*** Record excerpts

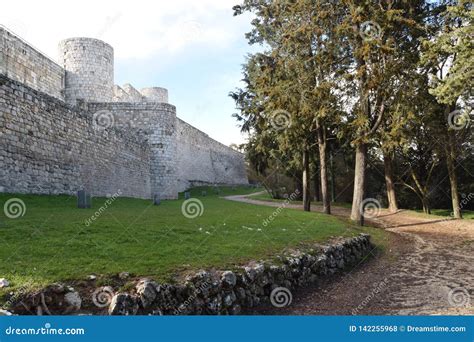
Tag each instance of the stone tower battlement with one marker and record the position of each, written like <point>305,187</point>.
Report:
<point>89,67</point>
<point>65,126</point>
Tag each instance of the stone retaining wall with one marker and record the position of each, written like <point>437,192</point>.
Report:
<point>210,292</point>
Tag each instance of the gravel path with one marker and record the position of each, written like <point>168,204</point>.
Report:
<point>428,270</point>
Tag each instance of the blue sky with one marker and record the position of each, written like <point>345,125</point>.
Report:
<point>195,49</point>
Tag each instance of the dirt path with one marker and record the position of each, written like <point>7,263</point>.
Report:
<point>429,269</point>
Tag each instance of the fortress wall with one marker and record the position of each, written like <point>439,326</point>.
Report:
<point>156,124</point>
<point>21,62</point>
<point>49,147</point>
<point>89,65</point>
<point>201,160</point>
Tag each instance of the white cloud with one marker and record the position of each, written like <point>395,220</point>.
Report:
<point>136,29</point>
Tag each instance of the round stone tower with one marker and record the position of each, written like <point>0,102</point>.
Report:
<point>89,65</point>
<point>155,94</point>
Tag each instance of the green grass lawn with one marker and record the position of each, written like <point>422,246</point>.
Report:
<point>52,242</point>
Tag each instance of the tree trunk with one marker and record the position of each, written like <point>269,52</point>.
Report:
<point>450,160</point>
<point>426,205</point>
<point>391,195</point>
<point>306,182</point>
<point>333,177</point>
<point>359,183</point>
<point>316,181</point>
<point>323,170</point>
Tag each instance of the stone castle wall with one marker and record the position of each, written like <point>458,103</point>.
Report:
<point>201,160</point>
<point>25,64</point>
<point>48,147</point>
<point>155,123</point>
<point>70,128</point>
<point>89,65</point>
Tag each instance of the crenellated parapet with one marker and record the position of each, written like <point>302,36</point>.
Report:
<point>89,65</point>
<point>96,134</point>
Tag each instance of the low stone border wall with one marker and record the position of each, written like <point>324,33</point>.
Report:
<point>213,292</point>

******

Work request —
Once the pictures are removed, set down what remains of the entries above exactly.

Result —
Tag each instance of the stone tower battlement with one marker and record the position of each, written like <point>305,187</point>.
Report:
<point>89,67</point>
<point>65,126</point>
Tag each instance of the stone retaining wall with one marker and record the position of each, written like <point>437,192</point>.
Report:
<point>210,292</point>
Tag each instance of the gravel path with one marker and record the position of each, written like <point>168,204</point>.
Report:
<point>428,270</point>
Tag each instance of the blue sky with one marker and record the position of each, written like <point>345,125</point>.
Report:
<point>195,49</point>
Tag each instance of the dirt path with one marker and record the position of each, written like <point>7,263</point>.
Report:
<point>429,269</point>
Tag each instance of the fortress wall with one marker and record the position of each, written like <point>439,326</point>.
Report:
<point>156,124</point>
<point>21,62</point>
<point>49,147</point>
<point>89,65</point>
<point>201,160</point>
Tag each instance of the white cloud with one marker and record the position of each, written like <point>395,220</point>.
Report:
<point>136,29</point>
Tag each instance of the round stone tower with one marker and record the position of each, written like <point>0,102</point>.
Report:
<point>89,65</point>
<point>155,94</point>
Tag each instance of the green grass lawn with one marker and record the position of each, written like <point>422,246</point>.
Report:
<point>52,242</point>
Tag each instance of the tree trunk with one marker and record the position of each, written like <point>269,52</point>.
Report:
<point>450,160</point>
<point>426,205</point>
<point>391,195</point>
<point>306,182</point>
<point>333,177</point>
<point>359,183</point>
<point>316,181</point>
<point>323,170</point>
Tag each instance of the stone castle wall with one marker and record the position of each, written like <point>458,103</point>.
Report:
<point>201,160</point>
<point>25,64</point>
<point>48,147</point>
<point>155,123</point>
<point>70,128</point>
<point>89,65</point>
Tag each instance of the crenellated parapet with one marker and record the position of each, written like <point>302,36</point>.
Report:
<point>89,65</point>
<point>96,134</point>
Tag each instance of the low stone border wall with one marker and record the position of each, written like <point>324,33</point>.
Report:
<point>213,292</point>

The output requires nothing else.